§ EXERCISE OBJECTIVE: Copy out the entries below, changing each "green socks" to "white socks" and leaving everything else the same.

___ ENTRIES

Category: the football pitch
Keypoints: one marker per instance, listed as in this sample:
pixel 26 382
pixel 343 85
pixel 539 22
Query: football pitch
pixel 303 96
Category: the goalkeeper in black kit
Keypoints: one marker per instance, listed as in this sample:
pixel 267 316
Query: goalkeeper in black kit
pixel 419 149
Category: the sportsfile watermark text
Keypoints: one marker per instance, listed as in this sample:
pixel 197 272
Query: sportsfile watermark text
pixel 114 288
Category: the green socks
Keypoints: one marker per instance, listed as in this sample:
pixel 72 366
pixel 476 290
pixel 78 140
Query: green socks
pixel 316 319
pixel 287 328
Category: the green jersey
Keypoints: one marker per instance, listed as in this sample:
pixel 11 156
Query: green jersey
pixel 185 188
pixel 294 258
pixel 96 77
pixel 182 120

______

§ ANSWER FOR THE TASK:
Category: the football pitch
Keypoints: one marker per instance, listed as in this sample:
pixel 26 382
pixel 343 85
pixel 539 22
Query: football pitch
pixel 303 96
Category: the goalkeeper in black kit
Keypoints: one marker per instance, listed as in this sample:
pixel 267 316
Query: goalkeeper in black kit
pixel 419 149
Category: the sportsfile watermark text
Keypoints: one marker per instance, listed as in this sample:
pixel 197 272
Query: sportsfile watermark text
pixel 114 288
Category: the white socks
Keypoints: one marker per instance, listed as in this sample:
pixel 72 366
pixel 476 290
pixel 78 140
Query: white socks
pixel 316 319
pixel 287 328
Category: the green jersey
Keypoints: one marker per instance, listed as in this sample:
pixel 11 156
Query: green jersey
pixel 185 188
pixel 294 258
pixel 96 77
pixel 182 120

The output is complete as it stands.